What you are asked to do - Leaving out the pictures, transcribe all of the records faithfully.

Listed entries -
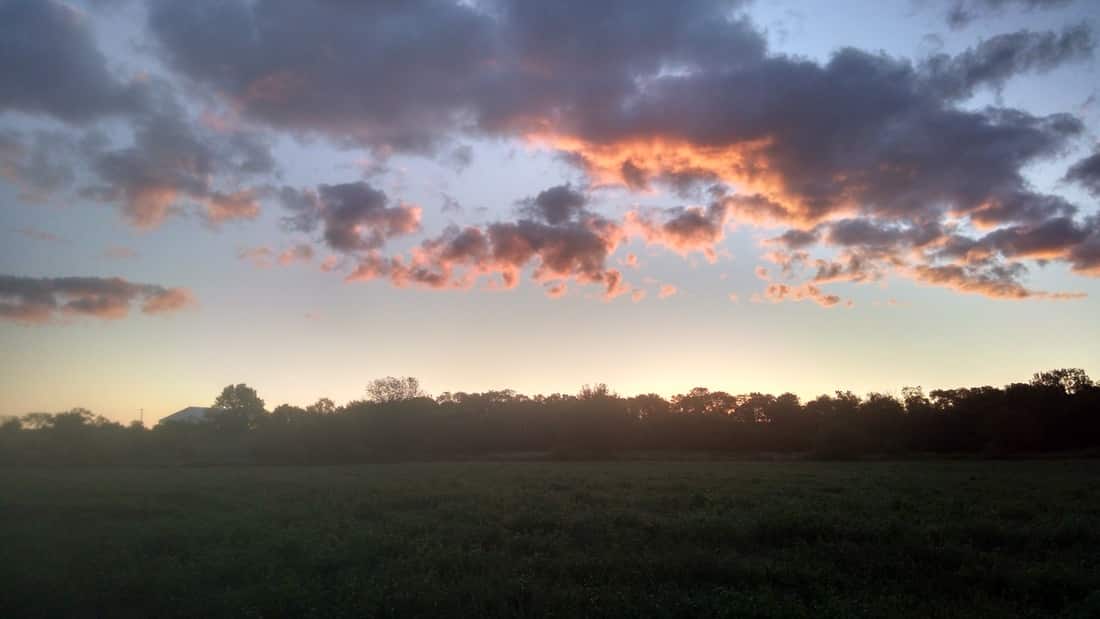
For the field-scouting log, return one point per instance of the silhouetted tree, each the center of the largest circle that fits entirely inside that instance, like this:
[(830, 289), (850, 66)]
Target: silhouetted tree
[(238, 408), (1056, 410), (393, 389)]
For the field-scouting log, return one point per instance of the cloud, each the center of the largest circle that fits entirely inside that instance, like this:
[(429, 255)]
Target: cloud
[(353, 217), (52, 66), (264, 256), (884, 159), (460, 256), (39, 166), (118, 252), (780, 293), (996, 59), (40, 300), (172, 163), (963, 12), (556, 205), (1087, 174), (682, 229), (261, 257), (300, 252), (997, 283)]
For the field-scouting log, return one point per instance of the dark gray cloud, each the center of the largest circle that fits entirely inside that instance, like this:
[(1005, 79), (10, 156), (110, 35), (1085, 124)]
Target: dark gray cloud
[(51, 65), (40, 164), (994, 61), (683, 229), (353, 217), (1087, 174), (556, 205), (876, 155), (794, 239), (37, 300), (963, 12), (571, 250), (174, 162)]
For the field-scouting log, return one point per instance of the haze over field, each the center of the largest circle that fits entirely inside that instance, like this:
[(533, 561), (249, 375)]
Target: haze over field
[(486, 194)]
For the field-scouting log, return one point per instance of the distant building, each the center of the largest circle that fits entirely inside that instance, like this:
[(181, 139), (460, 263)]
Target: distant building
[(189, 415)]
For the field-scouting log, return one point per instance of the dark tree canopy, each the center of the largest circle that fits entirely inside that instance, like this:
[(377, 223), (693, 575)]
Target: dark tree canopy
[(1057, 410)]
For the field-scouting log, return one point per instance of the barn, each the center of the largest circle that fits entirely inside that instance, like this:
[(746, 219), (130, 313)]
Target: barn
[(189, 415)]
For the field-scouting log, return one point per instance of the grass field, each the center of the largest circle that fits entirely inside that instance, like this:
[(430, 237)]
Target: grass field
[(646, 539)]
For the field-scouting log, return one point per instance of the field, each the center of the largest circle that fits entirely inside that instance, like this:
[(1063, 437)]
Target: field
[(630, 539)]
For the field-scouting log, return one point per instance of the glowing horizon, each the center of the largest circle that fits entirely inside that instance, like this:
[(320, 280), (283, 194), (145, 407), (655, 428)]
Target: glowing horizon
[(498, 195)]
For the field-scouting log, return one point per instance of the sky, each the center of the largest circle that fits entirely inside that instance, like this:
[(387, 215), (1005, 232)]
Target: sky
[(304, 196)]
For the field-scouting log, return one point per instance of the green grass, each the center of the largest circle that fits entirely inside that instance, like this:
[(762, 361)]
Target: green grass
[(644, 539)]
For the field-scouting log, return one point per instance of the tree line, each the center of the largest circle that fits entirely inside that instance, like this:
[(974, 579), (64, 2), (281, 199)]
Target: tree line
[(1055, 411)]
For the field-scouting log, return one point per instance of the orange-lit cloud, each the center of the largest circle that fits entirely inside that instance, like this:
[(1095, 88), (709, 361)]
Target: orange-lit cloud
[(37, 300)]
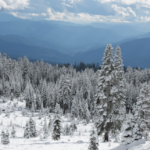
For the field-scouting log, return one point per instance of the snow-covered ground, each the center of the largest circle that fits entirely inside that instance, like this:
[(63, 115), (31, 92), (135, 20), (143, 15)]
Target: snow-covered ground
[(78, 141)]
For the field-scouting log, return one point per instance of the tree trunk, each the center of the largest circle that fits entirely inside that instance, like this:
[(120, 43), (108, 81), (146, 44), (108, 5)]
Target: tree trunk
[(106, 137)]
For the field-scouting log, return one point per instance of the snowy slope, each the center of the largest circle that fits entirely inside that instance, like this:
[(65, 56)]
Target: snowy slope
[(79, 141)]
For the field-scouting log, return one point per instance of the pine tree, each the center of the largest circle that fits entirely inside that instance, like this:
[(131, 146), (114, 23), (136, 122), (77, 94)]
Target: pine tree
[(103, 103), (137, 131), (2, 136), (73, 109), (13, 132), (118, 92), (33, 132), (93, 145), (50, 123), (87, 115), (143, 107), (45, 129), (5, 138), (0, 110), (73, 125), (57, 124), (66, 130), (127, 136), (27, 130)]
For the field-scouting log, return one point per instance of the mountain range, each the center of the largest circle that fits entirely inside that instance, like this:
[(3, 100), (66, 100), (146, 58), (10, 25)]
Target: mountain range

Solution to this task -
For the field-scouting log, return one point per instance of the silhouetted tree, each the center of the largest circle that fits entirely inside that instance, like this:
[(830, 289), (850, 66)]
Target: silhouetted tree
[(238, 408), (1056, 410), (393, 389)]
For the field-scouting log, return one point per instance of the cloud, each the center of the largest circle that fits entirely inside that instance, like this:
[(429, 255)]
Target: cloud
[(353, 217), (52, 66), (264, 256), (884, 159), (460, 256), (39, 166), (118, 252), (780, 293), (996, 59), (40, 300), (172, 163), (963, 12), (556, 205), (1087, 174), (682, 229), (261, 257), (300, 252), (997, 283)]
For the field-scouting log, return one point per instance of the dark gray cloud, each the center of the largest circle that fits entirely inside that instance, like this:
[(1005, 79), (10, 156), (110, 35), (1085, 124)]
Target: dark gray cloud
[(51, 65), (40, 164), (994, 61), (683, 229), (353, 217), (1087, 174), (556, 205), (876, 155), (794, 239), (37, 300), (963, 12), (571, 250), (174, 162)]
For the field-scouting log, return one point per instance of the haze over field, each the center of the largest circle that fits entirely inside that instance, like this:
[(533, 561), (249, 375)]
Target: haze over field
[(486, 194)]
For the field-scouting log, return one point per instance of the distant building, each the center of the largest circle that fits entirely inside that instance, like this:
[(181, 139), (460, 263)]
Target: distant building
[(189, 415)]
For the field-scouting log, return one point per instance of the dark tree canopy, each the center of the largest circle that fits entirely inside that instance, like this:
[(377, 223), (693, 575)]
Target: dark tree canopy
[(1057, 410)]
For the field-scouting log, return one point per instance of the barn, each the center of the largest circle that fits entirely inside that instance, like this:
[(746, 219), (130, 313)]
Target: barn
[(189, 415)]
For the field-scouting log, return one point per instance of the grass field, each the center of the largest circle that fits entirely inside that instance, like this:
[(430, 237)]
Target: grass field
[(646, 539)]
For the field-scouting log, return one point per instance of the field, each the center of the largest circle that fits entirely inside that instance, like this:
[(1063, 437)]
Target: field
[(630, 539)]
For the field-scouting log, return one point per instance of the glowing horizon, each the center of the largest circle that fits entirely inside that instance, like this:
[(320, 280), (283, 194), (145, 407), (655, 428)]
Target: glowing horizon
[(498, 195)]
For the field-scouting log, return one point per instance of the sky, each the center of the largest circle that fits entirely inside that instance, like this:
[(387, 215), (1005, 232)]
Target: sky
[(304, 196)]
For the field-scouting log, return one point per instance of the green grass, each the center of the largest circle that fits entirely inside that instance, like this:
[(762, 361)]
Target: green grass
[(644, 539)]
For the field-scouting log, return one point per instance of the tree line, each the center of the largest circle that fits entirely inside that instance, like this:
[(974, 579), (64, 2), (281, 199)]
Target: tree line
[(1055, 411)]
For the field-scouting log, return one point per instance of the orange-lit cloud, each the center of the largest circle that fits entirely inside that instance, like this:
[(1095, 88), (709, 361)]
Target: orange-lit cloud
[(37, 300)]
For the field-scouting log, return one point per instance of the snow-covered ground, each the center of the largest circle that fits entirely inside that instance, like this:
[(63, 115), (31, 92), (135, 20), (143, 15)]
Target: snow-covered ground
[(78, 141)]
For the field-scouting log, return one point per instance of the tree trunk, each the center of the largest circle that fits entirely inside that instance, like this:
[(120, 43), (108, 81), (146, 44), (108, 5)]
Target: tree trunk
[(106, 137)]
For the field-scouting log, return one point per instance of the snowy slope, each the center of the largest circle that fits entirely inside that instance, like this:
[(65, 56)]
Target: snowy slope
[(79, 141)]
For the field-scouting log, return one point per instance of the pine tree, each the center of the largest circle that fits entirely inside that instance, like this:
[(131, 146), (114, 23), (136, 122), (77, 94)]
Target: pine tree
[(103, 103), (137, 131), (2, 136), (73, 109), (13, 132), (118, 92), (33, 132), (93, 145), (50, 123), (87, 115), (143, 107), (45, 129), (5, 138), (0, 110), (73, 125), (57, 124), (66, 130), (127, 136), (27, 130)]
For the field-scouting log, return one point per instance of the mountain range, each the center of the largest circle that fits entirely inside that instance, like this:
[(3, 100), (66, 100), (146, 58), (10, 25)]
Target: mountain range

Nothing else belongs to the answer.